_Dataset content:_

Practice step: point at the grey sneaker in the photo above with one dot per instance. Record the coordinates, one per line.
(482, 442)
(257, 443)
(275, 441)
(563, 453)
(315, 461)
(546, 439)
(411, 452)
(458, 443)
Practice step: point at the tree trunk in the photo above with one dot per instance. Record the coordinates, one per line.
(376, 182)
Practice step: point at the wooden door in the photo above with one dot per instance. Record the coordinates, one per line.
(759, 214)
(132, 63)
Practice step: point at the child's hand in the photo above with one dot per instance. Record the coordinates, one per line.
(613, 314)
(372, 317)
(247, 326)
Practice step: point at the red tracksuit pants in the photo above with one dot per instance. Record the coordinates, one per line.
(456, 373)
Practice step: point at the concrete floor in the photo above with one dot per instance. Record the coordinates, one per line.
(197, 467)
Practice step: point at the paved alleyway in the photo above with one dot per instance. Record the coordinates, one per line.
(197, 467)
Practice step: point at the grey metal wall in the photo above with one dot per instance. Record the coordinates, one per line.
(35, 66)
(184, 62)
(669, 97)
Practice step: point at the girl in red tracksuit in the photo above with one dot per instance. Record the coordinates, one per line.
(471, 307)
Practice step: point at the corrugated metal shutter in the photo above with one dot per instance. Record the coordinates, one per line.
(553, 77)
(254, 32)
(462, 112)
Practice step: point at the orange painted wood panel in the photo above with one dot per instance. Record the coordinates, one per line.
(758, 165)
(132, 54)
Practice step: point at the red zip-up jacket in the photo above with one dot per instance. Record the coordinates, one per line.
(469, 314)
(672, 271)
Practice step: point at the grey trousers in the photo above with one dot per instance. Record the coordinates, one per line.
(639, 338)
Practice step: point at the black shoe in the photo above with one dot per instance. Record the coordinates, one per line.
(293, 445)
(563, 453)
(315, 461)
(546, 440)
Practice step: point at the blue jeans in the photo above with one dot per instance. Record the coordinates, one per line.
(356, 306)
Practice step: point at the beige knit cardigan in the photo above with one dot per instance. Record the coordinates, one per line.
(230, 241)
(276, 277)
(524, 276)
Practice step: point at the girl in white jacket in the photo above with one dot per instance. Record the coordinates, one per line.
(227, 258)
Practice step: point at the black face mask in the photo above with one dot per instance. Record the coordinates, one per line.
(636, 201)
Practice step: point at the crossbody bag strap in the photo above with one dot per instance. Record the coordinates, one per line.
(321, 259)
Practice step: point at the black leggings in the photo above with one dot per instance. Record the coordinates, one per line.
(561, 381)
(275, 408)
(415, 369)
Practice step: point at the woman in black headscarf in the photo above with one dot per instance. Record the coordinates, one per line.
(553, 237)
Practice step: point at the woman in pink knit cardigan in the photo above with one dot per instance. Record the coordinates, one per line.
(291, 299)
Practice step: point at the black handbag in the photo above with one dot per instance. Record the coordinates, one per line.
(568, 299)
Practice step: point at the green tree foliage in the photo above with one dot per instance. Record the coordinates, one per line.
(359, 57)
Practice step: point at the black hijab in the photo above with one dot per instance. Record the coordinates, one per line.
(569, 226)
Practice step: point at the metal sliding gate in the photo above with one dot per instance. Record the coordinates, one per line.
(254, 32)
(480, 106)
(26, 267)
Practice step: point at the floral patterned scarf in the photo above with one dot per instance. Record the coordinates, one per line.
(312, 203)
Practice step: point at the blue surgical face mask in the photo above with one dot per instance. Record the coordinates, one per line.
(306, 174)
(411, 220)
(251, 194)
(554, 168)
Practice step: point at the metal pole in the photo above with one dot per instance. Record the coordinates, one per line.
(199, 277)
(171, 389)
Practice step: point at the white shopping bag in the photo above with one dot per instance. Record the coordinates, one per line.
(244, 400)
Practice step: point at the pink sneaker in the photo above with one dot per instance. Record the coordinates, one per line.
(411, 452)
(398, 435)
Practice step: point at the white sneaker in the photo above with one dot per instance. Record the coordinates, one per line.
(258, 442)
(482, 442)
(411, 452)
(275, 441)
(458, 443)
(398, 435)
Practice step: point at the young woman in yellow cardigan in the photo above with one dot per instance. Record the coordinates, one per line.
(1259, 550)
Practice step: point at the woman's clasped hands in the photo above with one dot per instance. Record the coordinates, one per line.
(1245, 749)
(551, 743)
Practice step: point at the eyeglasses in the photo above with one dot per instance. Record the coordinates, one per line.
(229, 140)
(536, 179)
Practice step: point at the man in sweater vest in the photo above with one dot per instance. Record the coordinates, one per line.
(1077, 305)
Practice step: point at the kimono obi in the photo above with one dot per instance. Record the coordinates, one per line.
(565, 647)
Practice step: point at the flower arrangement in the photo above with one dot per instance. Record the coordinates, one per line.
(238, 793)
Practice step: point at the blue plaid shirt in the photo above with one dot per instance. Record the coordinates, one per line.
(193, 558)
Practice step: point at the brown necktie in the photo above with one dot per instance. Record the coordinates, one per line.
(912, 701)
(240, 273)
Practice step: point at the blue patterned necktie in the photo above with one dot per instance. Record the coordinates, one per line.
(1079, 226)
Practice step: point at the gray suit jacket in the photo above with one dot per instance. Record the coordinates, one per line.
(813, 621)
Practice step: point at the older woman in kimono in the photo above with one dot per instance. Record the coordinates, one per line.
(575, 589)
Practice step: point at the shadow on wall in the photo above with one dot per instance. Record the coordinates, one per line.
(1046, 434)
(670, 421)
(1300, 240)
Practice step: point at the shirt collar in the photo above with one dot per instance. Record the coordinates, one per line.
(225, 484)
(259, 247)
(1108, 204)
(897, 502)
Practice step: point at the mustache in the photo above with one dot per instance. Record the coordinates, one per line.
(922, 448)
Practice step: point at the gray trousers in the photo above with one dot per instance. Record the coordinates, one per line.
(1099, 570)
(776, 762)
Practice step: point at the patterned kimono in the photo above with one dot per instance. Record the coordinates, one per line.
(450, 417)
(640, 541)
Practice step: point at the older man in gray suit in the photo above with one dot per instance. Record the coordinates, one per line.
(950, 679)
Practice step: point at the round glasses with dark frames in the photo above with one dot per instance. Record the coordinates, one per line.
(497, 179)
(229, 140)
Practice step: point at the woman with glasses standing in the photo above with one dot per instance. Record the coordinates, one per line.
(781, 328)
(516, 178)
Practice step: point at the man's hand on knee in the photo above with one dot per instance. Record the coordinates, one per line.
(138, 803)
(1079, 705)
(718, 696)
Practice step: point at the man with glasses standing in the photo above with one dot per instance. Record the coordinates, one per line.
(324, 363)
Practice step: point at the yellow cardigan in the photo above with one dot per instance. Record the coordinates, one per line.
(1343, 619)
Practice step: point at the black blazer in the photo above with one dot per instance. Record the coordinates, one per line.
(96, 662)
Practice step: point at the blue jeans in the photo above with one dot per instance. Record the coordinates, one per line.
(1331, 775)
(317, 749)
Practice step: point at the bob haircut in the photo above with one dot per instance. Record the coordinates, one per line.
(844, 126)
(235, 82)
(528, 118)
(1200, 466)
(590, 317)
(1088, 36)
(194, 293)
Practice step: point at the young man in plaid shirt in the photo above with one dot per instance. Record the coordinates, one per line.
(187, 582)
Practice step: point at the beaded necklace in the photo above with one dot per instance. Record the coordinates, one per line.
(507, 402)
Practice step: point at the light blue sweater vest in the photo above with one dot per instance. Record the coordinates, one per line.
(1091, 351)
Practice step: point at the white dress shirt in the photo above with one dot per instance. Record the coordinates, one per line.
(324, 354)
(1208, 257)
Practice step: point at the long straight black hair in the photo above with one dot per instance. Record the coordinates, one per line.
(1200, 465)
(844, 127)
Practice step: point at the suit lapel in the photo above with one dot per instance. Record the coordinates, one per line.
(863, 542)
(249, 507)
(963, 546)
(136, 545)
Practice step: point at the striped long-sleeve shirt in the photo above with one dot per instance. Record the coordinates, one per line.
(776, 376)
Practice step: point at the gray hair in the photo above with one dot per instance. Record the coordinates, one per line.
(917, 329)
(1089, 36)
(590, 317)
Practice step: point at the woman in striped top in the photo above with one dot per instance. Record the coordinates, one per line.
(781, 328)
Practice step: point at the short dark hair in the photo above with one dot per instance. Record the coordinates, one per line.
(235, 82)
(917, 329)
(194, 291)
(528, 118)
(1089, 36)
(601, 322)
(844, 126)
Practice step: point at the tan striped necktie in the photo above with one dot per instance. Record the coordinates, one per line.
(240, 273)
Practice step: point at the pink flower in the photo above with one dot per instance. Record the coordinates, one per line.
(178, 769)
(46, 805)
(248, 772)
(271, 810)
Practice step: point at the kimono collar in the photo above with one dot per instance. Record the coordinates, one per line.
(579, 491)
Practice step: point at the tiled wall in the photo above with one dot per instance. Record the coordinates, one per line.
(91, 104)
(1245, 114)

_What to do:_ Nothing from before the line containing "Practice step: point at the kimono collar" should appear; copy that line and each one after it through the last line of the entries, exactly.

_Output below:_
Practice step: point at the kimono collar in the photo above with one dot per instance. Record the coordinates, one per line.
(579, 491)
Practice step: point at the tiled wall in the photo above with one dot per instance. Record the coordinates, one per line.
(91, 104)
(1245, 114)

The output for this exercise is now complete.